■ Texto fornecido

Por meio de sua assessoria de imprensa, a JBS confirmou que contratou a 4Buzz para ações na web em 2015 e que, em algumas ocasiões, autorizou a contratação do Google para promoção de notícias relacionadas à empresa. Mas nenhuma delas, ressaltou, envolvendo o nome do jornalista ou de sua ONG.
A assessoria da JBS disse ainda que respeita o trabalho de Sakamoto e da ONG e que iria apurar internamente o que eventualmente poderia ter ocorrido para que o nome da empresa aparecesse como contratante do anúncio.
Sócio da 4Buzz, Rodrigo Vanzon disse que iria verificar se havia qualquer registro do anúncio ofensivo nos documentos de sua empresa.
Dias depois, afirmou que nada havia sido encontrado e que não sabia explicar como IPs da 4Buzz estavam associados ao caso.
O Google afirmou que seu contrato com o patrocinador do link “Leonardo Sakamoto Mente” prevê confidencialidade, o que lhe impede de informar quem pagou pelo anúncio.
Pelo mesmo motivo, o buscador não informa o tempo em que a página ofensiva foi exposta de forma privilegiada, a quantidade de vezes em que foi oferecida como primeiro resultado de busca, nem eventuais outros termos contratados para serem associados ao link.

■ Dados fornecidos
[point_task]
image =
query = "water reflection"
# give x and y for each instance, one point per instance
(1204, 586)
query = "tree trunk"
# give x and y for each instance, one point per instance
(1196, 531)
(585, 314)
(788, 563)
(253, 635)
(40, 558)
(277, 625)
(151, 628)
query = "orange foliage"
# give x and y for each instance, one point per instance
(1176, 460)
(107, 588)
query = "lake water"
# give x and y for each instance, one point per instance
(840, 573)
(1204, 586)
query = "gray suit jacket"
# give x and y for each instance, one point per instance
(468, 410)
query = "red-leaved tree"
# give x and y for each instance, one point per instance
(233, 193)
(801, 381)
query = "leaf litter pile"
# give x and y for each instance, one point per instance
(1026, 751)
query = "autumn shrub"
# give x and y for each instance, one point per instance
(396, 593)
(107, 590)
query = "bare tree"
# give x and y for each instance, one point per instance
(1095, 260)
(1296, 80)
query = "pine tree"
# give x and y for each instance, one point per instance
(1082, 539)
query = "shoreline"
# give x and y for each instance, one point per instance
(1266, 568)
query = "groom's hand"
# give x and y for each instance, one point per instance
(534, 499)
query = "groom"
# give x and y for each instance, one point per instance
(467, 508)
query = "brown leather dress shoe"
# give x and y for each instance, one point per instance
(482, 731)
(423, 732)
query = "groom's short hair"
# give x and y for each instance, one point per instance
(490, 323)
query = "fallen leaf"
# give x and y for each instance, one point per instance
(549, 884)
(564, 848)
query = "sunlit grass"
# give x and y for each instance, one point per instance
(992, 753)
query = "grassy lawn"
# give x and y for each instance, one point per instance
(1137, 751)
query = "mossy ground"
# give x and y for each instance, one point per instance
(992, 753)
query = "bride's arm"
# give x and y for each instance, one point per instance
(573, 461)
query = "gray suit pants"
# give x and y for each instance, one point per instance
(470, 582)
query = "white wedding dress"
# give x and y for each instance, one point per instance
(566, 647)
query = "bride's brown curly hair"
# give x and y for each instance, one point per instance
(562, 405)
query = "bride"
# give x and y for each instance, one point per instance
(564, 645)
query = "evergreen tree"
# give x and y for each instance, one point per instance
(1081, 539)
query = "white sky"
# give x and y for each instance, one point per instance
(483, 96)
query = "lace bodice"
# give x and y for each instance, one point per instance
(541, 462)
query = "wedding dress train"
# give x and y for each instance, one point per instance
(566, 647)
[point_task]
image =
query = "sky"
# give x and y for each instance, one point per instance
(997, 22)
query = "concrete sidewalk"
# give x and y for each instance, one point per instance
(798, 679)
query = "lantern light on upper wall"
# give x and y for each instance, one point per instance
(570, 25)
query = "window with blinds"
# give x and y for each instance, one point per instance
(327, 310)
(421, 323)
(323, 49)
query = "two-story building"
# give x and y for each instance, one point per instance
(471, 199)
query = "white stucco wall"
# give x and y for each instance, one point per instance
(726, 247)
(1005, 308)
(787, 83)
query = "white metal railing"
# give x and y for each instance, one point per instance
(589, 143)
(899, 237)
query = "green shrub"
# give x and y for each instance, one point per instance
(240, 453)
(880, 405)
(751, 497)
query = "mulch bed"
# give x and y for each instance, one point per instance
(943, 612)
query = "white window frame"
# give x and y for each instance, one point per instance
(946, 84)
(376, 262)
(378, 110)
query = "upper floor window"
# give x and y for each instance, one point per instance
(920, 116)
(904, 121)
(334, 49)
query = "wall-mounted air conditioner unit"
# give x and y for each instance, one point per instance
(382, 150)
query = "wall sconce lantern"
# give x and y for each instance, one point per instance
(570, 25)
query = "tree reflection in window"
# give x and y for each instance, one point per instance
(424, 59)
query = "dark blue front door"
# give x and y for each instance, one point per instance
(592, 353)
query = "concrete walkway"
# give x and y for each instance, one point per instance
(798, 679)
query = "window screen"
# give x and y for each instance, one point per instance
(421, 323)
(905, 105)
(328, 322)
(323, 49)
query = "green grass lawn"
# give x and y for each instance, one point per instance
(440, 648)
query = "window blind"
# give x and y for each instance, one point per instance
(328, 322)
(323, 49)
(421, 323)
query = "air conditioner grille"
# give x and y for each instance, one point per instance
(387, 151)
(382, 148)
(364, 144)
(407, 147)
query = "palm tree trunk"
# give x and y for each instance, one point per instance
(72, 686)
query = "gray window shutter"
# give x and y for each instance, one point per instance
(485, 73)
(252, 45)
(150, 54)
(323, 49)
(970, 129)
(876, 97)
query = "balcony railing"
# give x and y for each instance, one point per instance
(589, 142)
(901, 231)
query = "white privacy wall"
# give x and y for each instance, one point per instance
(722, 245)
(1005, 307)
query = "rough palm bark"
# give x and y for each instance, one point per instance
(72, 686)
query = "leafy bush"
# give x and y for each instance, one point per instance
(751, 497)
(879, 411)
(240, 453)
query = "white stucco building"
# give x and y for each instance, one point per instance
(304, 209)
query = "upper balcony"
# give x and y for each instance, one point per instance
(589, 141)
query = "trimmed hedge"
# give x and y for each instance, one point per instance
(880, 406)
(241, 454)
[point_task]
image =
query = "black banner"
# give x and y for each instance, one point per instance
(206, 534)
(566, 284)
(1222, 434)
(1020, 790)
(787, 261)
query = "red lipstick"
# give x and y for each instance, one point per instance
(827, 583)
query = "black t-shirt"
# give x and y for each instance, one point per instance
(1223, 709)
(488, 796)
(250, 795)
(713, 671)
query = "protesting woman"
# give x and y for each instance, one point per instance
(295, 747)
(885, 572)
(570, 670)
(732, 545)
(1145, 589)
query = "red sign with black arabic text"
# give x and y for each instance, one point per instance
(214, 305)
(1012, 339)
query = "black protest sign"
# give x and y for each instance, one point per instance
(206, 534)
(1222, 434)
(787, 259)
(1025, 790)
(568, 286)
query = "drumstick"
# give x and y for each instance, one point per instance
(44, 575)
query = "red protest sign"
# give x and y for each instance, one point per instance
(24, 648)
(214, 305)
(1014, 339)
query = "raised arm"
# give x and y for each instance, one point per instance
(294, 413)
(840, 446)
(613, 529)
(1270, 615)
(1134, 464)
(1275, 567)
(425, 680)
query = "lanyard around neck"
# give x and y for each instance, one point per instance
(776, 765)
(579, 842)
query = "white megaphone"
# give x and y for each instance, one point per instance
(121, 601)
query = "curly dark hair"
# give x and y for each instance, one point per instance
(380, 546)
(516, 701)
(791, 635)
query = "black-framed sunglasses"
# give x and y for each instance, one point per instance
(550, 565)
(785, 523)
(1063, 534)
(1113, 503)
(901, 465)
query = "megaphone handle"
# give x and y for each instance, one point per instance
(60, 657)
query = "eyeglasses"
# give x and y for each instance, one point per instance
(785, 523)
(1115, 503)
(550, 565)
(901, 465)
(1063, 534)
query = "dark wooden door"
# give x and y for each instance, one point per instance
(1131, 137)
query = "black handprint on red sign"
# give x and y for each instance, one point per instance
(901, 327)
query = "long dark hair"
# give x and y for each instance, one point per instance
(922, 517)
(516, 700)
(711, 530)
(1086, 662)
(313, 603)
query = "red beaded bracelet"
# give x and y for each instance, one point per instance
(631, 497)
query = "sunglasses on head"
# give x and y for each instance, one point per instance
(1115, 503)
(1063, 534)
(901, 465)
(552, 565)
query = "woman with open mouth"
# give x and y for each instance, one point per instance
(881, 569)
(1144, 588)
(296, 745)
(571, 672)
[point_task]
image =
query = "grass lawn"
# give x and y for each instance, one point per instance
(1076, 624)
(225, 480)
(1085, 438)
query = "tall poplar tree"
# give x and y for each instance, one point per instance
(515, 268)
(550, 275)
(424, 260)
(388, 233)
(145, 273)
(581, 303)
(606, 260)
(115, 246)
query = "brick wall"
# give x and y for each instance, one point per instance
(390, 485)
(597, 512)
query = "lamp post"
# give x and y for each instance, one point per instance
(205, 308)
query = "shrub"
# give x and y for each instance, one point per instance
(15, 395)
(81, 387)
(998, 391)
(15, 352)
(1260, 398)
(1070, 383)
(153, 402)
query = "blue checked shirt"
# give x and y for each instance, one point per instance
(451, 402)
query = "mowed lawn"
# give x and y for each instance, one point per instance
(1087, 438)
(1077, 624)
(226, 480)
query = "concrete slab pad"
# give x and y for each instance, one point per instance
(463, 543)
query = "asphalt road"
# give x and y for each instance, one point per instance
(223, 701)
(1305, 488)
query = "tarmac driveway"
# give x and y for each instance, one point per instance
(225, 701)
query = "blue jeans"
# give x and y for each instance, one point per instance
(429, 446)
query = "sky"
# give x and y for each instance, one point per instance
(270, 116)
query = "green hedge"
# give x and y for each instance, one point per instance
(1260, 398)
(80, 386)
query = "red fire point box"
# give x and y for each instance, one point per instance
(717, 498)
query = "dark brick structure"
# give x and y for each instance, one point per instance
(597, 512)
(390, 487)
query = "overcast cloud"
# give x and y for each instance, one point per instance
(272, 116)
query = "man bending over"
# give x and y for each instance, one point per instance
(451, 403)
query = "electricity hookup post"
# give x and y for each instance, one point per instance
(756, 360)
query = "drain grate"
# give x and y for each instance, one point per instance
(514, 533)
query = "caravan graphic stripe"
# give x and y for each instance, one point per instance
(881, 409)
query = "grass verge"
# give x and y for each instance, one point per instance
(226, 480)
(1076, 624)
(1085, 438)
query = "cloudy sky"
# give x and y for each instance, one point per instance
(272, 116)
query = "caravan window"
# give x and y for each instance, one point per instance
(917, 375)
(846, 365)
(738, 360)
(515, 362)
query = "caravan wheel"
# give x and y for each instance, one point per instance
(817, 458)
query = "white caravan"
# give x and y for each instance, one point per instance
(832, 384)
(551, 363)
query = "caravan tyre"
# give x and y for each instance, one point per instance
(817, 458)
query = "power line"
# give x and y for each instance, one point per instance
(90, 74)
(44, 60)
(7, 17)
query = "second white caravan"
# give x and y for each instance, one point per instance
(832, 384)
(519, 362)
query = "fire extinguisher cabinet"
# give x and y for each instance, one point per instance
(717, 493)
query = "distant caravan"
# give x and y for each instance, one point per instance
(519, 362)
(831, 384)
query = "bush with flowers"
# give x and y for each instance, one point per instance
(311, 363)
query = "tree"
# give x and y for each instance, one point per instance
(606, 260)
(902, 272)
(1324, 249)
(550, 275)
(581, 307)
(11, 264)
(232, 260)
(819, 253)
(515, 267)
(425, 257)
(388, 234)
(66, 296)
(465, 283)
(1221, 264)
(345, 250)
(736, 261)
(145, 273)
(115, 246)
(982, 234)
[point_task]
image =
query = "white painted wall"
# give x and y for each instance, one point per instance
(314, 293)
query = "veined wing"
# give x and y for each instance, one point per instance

■ Tarefa proposta 1
No texto sobre o anúncio contra Sakamoto, transcreva sem alterações o trecho de "Pelo mesmo motivo, o" até "associados ao link.".
■ Tarefa proposta 2
De acordo com o texto sobre o anúncio contra Sakamoto, em que ano a JBS contratou a 4Buzz para ações na web?

■ Resposta escrita 1
Pelo mesmo motivo, o buscador não informa o tempo em que a página ofensiva foi exposta de forma privilegiada, a quantidade de vezes em que foi oferecida como primeiro resultado de busca, nem eventuais outros termos contratados para serem associados ao link.

■ Resposta escrita 2
Em 2015.